郑翔先生为此做了精心的安排。4月27日上午11时抵南昌,王迎春先生陪同驱车赴庐山景区。白鹿洞书院地处庐山五老峰南麓,四面山环树绕,景色清幽秀蔚,蜿蜒驶入,即有一组亭阁庭院式建筑掩映在参天古木之中。郑先生等管理局领导和书院院长已在等候,见我尚无倦意,遂先行观览书院建筑和历史遗存。目今主要建筑由礼圣殿、先贤书院、白鹿书院、紫阳书院和延宾馆五个院落组成。礼圣殿居书院建筑群的中心位置,前有棂星门,中间为礼圣门,最后面是始建于南宋尔后一再毁建交织的礼圣殿,现在殿里有孔子行教图和颜子、曾子、子思、孟子“四圣”的模刻。
先贤书院在礼圣殿西侧,两进院落,朱子祠和报功祠是院内主要建筑。礼圣殿东面的第一个院落,从前到后依次为门廊、御书阁、明伦堂和思贤台,如今统称此院落为白鹿书院。礼圣殿东面的第二个院落则是紫阳书院,标志性建筑为文会堂。最东边的院落是延宾馆,内分三级,第二级有一朱子铜雕坐像,香港孔教学院所赠。第三级上是可留宿宾客的春风楼,当晚我即住宿于此楼。延宾馆前面有两层小洋房一栋,系辛亥前一年在书院原址建的林业学堂,现归九江学院使用。先贤书院左右两廊的碑刻为西碑廊,紫阳书院的碑刻为东碑廊,藏明清迄于民国的碑刻甚丰。紫阳书院文会堂前有周子敦颐的塑像,尤栩栩如生。在周朱像前,我良久驻足,思默悟空。
参观完书院的房舍胜迹,已是夕阳西下,我和郑翔先生简单回答了记者的几个问题,便到独对亭晚餐。独对亭在书院左前方的山下,与书院隔溪相望。溪名贯道溪,上有石桥曰枕流桥,因桥下有巨石,溪水从石上散漫流淌,故得名。当年朱子所书“枕流”二字,以手电照射,清晰可睹。席间,大家问起我初来白鹿洞的感受,我说已得“喜敬”二字。参观过程,我的内心纯是喜闻乐见的欢愉,而对前贤往圣,特别是朱子,则满载礼敬之怀。此刻之心情与郑翔先生悟对大自然和三老墓的宁静自得,应属情同此理,貌异心同。

----

请把文档节选中从“参观完书院的房舍胜迹,已是夕”到“得,应属情同此理,貌异心同。”的这一段照抄一遍，并把其中的“独对亭”换成“望溪亭”。

[位置识别条目]
----

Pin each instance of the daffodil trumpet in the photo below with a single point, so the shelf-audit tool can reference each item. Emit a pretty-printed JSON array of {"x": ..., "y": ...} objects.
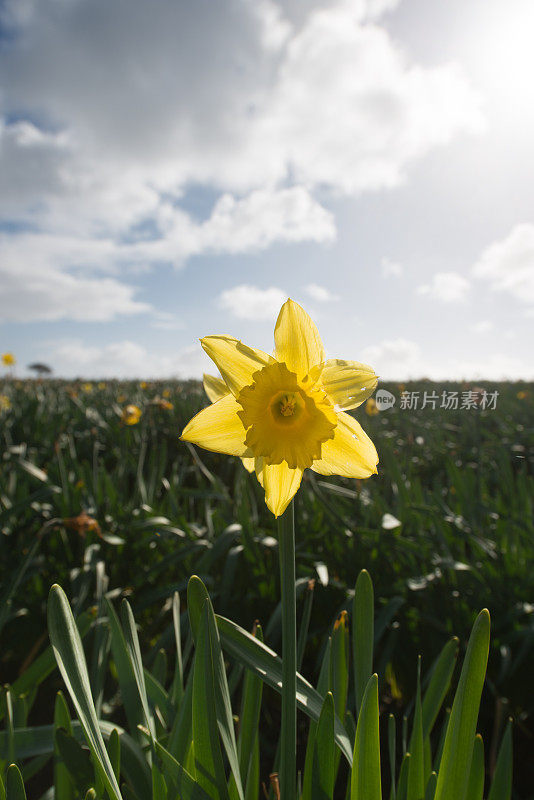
[{"x": 285, "y": 413}]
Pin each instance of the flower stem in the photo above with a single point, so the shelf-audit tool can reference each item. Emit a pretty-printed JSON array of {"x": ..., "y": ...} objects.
[{"x": 288, "y": 736}]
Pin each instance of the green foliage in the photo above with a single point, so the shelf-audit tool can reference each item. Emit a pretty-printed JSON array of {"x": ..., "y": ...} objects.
[
  {"x": 459, "y": 483},
  {"x": 204, "y": 759}
]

----

# [作答内容]
参观完书院的房舍胜迹,已是夕阳西下,我和郑翔先生简单回答了记者的几个问题,便到望溪亭晚餐。望溪亭在书院左前方的山下,与书院隔溪相望。溪名贯道溪,上有石桥曰枕流桥,因桥下有巨石,溪水从石上散漫流淌,故得名。当年朱子所书“枕流”二字,以手电照射,清晰可睹。席间,大家问起我初来白鹿洞的感受,我说已得“喜敬”二字。参观过程,我的内心纯是喜闻乐见的欢愉,而对前贤往圣,特别是朱子,则满载礼敬之怀。此刻之心情与郑翔先生悟对大自然和三老墓的宁静自得,应属情同此理,貌异心同。